(Point localization data)
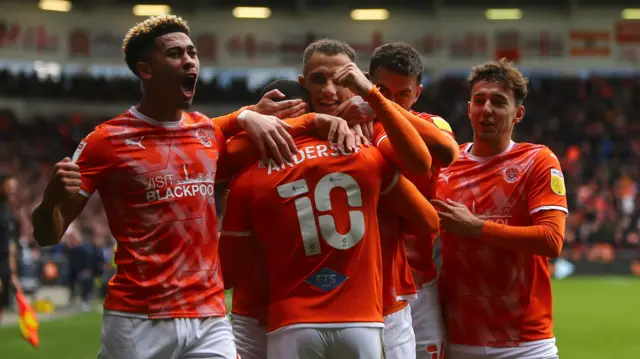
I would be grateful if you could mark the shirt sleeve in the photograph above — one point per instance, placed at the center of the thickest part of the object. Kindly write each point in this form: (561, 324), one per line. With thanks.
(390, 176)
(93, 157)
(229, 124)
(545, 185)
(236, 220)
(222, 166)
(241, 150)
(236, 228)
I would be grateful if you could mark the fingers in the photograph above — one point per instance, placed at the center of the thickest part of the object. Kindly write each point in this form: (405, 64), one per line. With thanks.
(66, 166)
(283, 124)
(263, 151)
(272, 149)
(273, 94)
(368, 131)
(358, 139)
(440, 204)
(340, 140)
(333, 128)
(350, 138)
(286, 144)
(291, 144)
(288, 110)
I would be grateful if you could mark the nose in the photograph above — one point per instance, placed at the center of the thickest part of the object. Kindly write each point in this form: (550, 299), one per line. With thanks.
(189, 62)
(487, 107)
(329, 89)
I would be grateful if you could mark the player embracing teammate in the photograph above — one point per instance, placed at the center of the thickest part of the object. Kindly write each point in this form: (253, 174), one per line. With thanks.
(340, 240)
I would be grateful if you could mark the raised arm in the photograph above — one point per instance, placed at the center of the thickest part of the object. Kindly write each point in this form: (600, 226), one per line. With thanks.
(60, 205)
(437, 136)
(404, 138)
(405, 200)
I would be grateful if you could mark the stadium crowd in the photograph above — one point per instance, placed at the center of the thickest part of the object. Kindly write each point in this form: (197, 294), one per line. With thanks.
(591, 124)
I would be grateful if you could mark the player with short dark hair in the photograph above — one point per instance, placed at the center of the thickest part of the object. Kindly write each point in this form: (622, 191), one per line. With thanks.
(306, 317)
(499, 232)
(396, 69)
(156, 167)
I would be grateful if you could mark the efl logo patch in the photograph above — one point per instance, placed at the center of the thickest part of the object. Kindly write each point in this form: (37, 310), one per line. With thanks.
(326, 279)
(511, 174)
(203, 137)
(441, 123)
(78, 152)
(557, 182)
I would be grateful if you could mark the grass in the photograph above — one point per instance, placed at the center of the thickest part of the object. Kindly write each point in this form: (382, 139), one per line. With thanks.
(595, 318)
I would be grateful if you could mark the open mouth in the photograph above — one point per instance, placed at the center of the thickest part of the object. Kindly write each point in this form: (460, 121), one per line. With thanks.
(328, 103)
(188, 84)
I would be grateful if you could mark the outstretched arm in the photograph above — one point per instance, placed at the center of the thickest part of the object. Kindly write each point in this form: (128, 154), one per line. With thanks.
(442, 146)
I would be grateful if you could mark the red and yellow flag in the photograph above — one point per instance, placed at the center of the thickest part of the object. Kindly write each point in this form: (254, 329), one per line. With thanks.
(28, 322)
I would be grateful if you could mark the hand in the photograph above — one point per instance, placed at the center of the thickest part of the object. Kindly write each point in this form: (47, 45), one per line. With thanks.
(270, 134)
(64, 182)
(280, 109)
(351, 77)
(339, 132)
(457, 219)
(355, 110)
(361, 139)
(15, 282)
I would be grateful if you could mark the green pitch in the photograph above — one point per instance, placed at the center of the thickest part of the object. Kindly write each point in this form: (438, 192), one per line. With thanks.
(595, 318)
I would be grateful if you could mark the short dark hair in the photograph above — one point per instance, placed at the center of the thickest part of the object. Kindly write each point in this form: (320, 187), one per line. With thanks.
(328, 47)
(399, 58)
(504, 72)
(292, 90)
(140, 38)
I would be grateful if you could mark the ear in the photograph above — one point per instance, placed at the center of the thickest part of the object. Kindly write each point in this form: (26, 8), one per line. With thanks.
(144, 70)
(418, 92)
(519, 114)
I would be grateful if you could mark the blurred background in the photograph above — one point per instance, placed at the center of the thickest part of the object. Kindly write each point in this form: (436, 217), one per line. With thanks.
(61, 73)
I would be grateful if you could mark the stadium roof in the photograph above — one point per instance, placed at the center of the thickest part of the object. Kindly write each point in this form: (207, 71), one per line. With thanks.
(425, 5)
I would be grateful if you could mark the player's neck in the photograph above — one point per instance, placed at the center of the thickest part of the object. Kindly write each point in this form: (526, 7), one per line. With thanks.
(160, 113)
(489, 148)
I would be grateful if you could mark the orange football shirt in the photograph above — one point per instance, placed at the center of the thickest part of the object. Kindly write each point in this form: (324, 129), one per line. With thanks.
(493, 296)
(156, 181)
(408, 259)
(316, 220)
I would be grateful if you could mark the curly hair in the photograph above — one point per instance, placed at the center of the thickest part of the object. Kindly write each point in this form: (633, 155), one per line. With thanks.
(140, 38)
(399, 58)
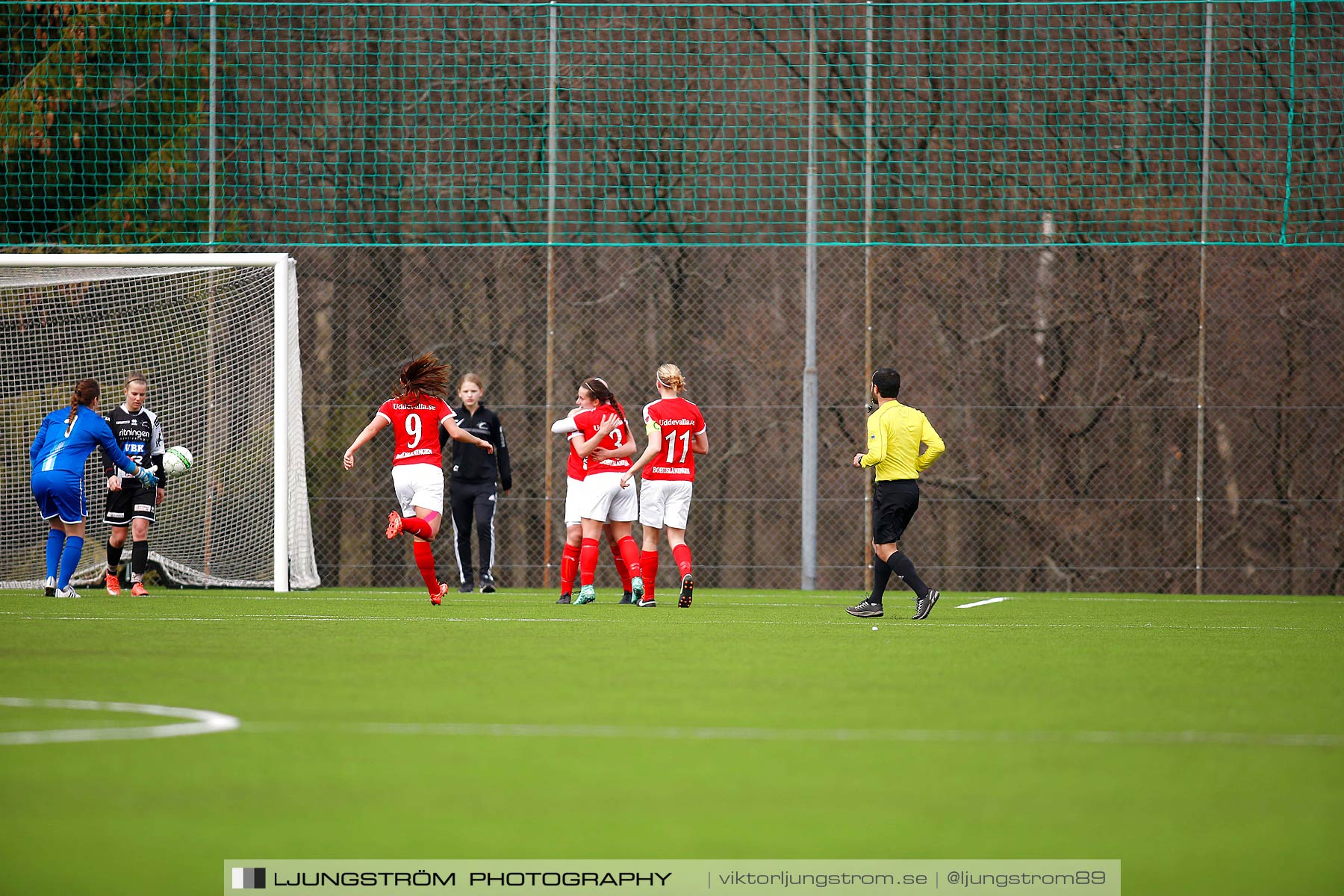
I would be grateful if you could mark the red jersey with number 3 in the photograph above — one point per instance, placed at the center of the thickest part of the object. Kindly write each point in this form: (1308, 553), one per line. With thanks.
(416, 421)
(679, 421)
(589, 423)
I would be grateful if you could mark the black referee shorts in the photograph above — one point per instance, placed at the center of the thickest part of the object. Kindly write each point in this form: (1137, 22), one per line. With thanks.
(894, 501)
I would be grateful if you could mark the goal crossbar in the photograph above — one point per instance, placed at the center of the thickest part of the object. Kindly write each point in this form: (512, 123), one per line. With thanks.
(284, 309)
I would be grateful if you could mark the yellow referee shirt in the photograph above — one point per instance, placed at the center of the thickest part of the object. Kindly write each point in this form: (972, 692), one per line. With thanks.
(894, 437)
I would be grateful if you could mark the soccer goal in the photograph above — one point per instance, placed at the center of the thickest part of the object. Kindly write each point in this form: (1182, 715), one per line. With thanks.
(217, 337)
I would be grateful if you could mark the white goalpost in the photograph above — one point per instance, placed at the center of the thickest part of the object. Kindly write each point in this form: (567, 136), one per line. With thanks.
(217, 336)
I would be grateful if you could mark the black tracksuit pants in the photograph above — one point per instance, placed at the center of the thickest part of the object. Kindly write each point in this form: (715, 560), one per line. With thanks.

...

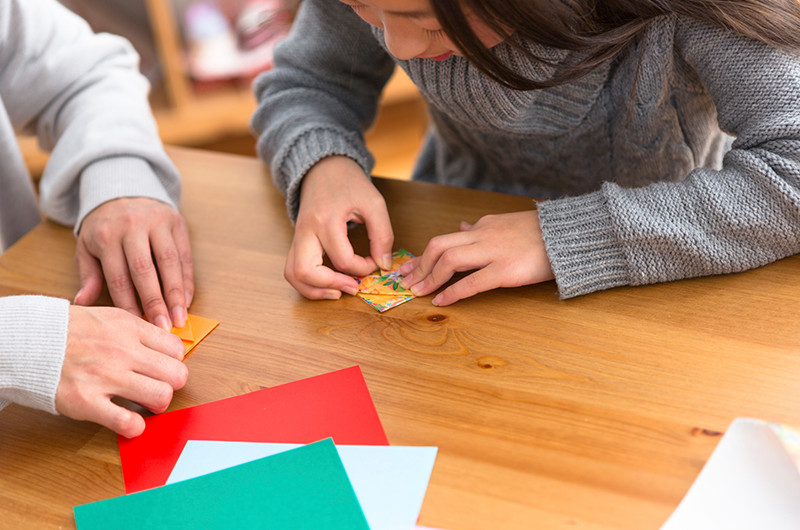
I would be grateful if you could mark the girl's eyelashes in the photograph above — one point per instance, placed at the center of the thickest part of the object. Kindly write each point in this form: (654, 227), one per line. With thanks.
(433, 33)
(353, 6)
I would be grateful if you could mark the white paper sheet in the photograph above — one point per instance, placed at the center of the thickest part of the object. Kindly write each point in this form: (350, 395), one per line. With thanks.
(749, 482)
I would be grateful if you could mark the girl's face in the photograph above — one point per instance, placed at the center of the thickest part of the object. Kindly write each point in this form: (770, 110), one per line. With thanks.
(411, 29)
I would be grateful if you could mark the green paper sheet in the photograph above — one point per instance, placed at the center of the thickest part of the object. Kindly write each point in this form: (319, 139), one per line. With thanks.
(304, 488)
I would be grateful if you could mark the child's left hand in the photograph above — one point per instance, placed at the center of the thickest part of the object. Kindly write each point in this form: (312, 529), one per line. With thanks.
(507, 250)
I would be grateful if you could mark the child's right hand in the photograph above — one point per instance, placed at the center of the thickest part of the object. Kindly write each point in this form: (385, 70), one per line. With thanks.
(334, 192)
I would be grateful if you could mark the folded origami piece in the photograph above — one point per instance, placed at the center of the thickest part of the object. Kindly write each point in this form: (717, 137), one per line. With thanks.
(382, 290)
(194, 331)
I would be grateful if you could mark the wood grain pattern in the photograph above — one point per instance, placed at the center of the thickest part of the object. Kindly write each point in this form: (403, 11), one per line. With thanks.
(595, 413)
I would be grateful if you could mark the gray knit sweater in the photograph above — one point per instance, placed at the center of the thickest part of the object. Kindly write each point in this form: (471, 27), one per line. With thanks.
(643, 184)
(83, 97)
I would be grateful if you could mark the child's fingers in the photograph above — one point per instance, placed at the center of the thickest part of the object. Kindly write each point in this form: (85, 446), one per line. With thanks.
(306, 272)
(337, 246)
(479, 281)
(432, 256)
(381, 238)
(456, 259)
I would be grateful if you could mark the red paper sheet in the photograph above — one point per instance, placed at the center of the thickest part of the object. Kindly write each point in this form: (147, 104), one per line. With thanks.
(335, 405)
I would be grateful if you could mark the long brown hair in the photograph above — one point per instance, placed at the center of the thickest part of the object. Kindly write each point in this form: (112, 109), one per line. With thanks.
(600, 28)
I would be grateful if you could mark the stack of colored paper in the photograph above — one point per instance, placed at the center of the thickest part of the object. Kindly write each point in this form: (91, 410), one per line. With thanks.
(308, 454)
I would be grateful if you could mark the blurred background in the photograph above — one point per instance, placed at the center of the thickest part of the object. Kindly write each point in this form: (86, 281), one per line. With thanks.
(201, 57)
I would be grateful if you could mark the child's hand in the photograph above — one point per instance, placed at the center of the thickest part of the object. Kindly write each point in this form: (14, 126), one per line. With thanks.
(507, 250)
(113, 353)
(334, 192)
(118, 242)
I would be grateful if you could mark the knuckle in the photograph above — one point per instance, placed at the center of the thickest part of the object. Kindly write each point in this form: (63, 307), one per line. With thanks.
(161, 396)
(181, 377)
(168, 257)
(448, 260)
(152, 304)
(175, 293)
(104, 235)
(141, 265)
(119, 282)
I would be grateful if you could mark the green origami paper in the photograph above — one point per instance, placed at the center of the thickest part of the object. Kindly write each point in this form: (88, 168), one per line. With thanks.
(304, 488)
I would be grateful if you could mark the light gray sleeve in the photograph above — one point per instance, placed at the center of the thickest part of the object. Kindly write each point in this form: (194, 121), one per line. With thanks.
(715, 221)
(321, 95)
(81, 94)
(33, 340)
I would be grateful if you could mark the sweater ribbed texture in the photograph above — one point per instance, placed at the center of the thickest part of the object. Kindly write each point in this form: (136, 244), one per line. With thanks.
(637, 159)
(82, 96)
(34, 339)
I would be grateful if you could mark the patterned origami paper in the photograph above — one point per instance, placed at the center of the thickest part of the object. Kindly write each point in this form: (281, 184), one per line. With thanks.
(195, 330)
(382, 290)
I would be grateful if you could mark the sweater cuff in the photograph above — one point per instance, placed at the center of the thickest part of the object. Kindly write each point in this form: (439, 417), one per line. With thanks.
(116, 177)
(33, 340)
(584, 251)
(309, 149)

**Try it:**
Taking the entries above, write out exactly the lines starting with the line containing "I would be grateful if you could mark the white goalpost" and going on through the line containing "I would be grateful if you could mark the black tracksuit", both included, and nothing else.

**Reply:**
I would be grateful if you could mark the white goalpost in the photograph above — one point per instance, placed at the center of the thickest part of the object. Kindly write each point in this form: (567, 136), one per line. With thanks.
(217, 336)
I would be grateful if you could mark the black tracksuit pants in the photograph above — one point per instance, placed at the center of the thickest part of the object. Kindly write each point in this form: (715, 560), one per line. With thanks.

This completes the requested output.